━━ Textauszug ━━

Station 2

Seelische Schmerzen sind unsichtbar

Seelische oder emotionale Gewalt degradiert das Gegenüber und beleidigt zutiefst seine Menschenwürde. Sie ist die häufigste Form von Misshandlung und wird oft unbewusst eingesetzt.

Da es keine sichtbaren körperlichen Verletzungen gibt, bleibt sie für Außenstehende lange Zeit unerkannt.

Seelische Gewalt kann im Rahmen einer Betreuungsbeziehung geschehen, aber auch unabhängig davon und gründet oft in einer langen Vorgeschichte von familiären Beziehungskonflikten. Nicht selten wechseln die handelnden Personen ihre Rollen, das Opfer wird zur Täterin bzw. zum Täter und umgekehrt, meist infolge eines wechselseitigen Prozesses, in dem man sich gegenseitig aufschaukelt. Ständige Kränkungen, Bedrohungen und Erniedrigungen rufen Verunsicherung, Angst und Beschämung hervor und greifen das Selbstbild und das Selbstwertgefühl an.

Häufig liegen langjährig bestehende Eheprobleme, niemals gelöste Eltern-Kind-Konflikte, subjektiv erlebte Ungerechtigkeiten oder Benachteiligungen unter Geschwistern vor. Solche, in ihren Ursachen oft weit zurückliegende, ungeklärte Streitigkeiten und Meinungsverschiedenheiten äußern sich dann im Alter in einer herablassenden, respektlosen Kommunikation und werden mit Beleidigungen und Beschimpfungen ausgetragen. Bedrohende Ankündigungen oder das Erzeugen von Ängsten und Schuldgefühlen lösen Furcht und Minderwertigkeitsgefühle aus und vergrößern die Hilflosigkeit.

Häufige Formen von Demütigungen sind das Bloßstellen durch Erzählen von Missgeschicken oder Fehlleistungen in der Öffentlichkeit, das ungeduldige Anschreien und das Zuschieben der Verantwortung für Vergesslichkeit oder Inkontinenz an die Betroffenen, obwohl es sich dabei um Krankheitsfolgen handelt.

Das Unterbinden von Kontakten zu wichtigen Bezugspersonen oder das Verweigern des persönlichen Gesprächs als „Strafe“ sind ebenso wie das ständige Beaufsichtigen und Kontrollieren – vorgeblich „aus Sorge, damit nichts passiert“ – ein Ausdruck seelischen Quälens. Spricht man über alte Menschen wie über Kinder, z.B. dass sie „brav“ gegessen hätten, dass sie jetzt „gefüttert“ werden oder „frische Windeln“ bekommen bzw. im Heim ein „Taschengeld“ erhalten, verweigert man ihnen den Respekt, den man jedem Menschen entgegenbringen sollte.

Um die Folgen seelischer Gewalt, wie z.B. Angstzustände, Unruhe, Schlaflosigkeit ertragen zu können, steigt der Medikamenten-konsum und setzt eine unaufhaltsame Spirale immer größerer Hilflosigkeit und Unselbständigkeit in Gang, wobei den älteren Menschen immer wieder vermittelt wird, dass sie für ihre Umgebung nur mehr eine Last sind.

Mann mit Gehhilfe steht vor blockierter Tür.

━━━

- **Aufgabe 1**
Beantworten Sie zum Text über seelische Gewalt diese Fragen:
(a) Welche Form von Misshandlung ist laut Text die häufigste?
(b) Weshalb bleibt seelische Gewalt für Außenstehende lange Zeit unerkannt?
(c) Welche Folgen seelischer Gewalt nennt der Text als Beispiele im Zusammenhang mit dem steigenden Medikamentenkonsum?
- **Aufgabe 2**
Bearbeiten Sie den Text über seelische Gewalt ab den Worten „Seelische Schmerzen sind“ und hören Sie nach „das Selbstwertgefühl an.“ auf. Ersetzen Sie dabei „Außenstehende“ durch „Dritte“.
- **Aufgabe 3**
Nennen Sie alle Ausdrücke in Anführungszeichen, die der Text über seelische Gewalt als Beispiele dafür anführt, dass man über alte Menschen wie über Kinder spricht.
Die Einträge werden zur Bearbeitung nicht benötigt.

━━ Arbeitsmaterial ━━

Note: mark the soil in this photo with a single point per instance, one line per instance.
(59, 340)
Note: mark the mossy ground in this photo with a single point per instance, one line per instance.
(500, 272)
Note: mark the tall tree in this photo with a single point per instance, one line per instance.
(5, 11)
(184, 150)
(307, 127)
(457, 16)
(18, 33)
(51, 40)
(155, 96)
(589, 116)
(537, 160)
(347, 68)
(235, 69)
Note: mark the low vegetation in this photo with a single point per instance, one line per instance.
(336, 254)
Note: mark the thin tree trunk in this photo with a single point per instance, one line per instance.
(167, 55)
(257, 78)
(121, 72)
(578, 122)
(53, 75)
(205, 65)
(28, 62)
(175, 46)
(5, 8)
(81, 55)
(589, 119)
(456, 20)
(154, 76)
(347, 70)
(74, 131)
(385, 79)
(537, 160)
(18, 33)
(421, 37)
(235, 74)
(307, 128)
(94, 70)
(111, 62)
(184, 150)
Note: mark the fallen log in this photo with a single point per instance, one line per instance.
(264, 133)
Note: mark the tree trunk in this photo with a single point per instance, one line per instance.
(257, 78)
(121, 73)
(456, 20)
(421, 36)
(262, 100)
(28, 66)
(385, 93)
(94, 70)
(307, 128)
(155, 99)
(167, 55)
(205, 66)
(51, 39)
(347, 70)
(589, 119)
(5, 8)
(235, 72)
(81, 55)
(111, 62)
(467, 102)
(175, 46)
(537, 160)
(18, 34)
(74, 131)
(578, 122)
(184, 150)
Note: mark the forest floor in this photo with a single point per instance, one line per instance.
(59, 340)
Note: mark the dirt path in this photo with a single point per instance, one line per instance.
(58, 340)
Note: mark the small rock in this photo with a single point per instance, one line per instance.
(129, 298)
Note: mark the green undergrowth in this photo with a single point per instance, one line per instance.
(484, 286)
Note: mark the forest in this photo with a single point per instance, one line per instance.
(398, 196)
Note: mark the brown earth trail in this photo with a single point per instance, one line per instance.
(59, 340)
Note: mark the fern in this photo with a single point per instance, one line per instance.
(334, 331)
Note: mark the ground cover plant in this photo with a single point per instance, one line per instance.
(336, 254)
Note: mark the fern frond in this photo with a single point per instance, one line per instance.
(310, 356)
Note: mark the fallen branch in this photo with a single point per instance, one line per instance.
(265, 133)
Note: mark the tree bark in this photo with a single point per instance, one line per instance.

━━━

- **Lösung 1**
(a) Seelische oder emotionale Gewalt.
(b) Weil es keine sichtbaren körperlichen Verletzungen gibt.
(c) Angstzustände, Unruhe und Schlaflosigkeit.

- **Lösung 2**
Seelische Schmerzen sind unsichtbar

Seelische oder emotionale Gewalt degradiert das Gegenüber und beleidigt zutiefst seine Menschenwürde. Sie ist die häufigste Form von Misshandlung und wird oft unbewusst eingesetzt.

Da es keine sichtbaren körperlichen Verletzungen gibt, bleibt sie für Dritte lange Zeit unerkannt.

Seelische Gewalt kann im Rahmen einer Betreuungsbeziehung geschehen, aber auch unabhängig davon und gründet oft in einer langen Vorgeschichte von familiären Beziehungskonflikten. Nicht selten wechseln die handelnden Personen ihre Rollen, das Opfer wird zur Täterin bzw. zum Täter und umgekehrt, meist infolge eines wechselseitigen Prozesses, in dem man sich gegenseitig aufschaukelt. Ständige Kränkungen, Bedrohungen und Erniedrigungen rufen Verunsicherung, Angst und Beschämung hervor und greifen das Selbstbild und das Selbstwertgefühl an.

- **Lösung 3**
„brav“, „gefüttert“, „frische Windeln“, „Taschengeld“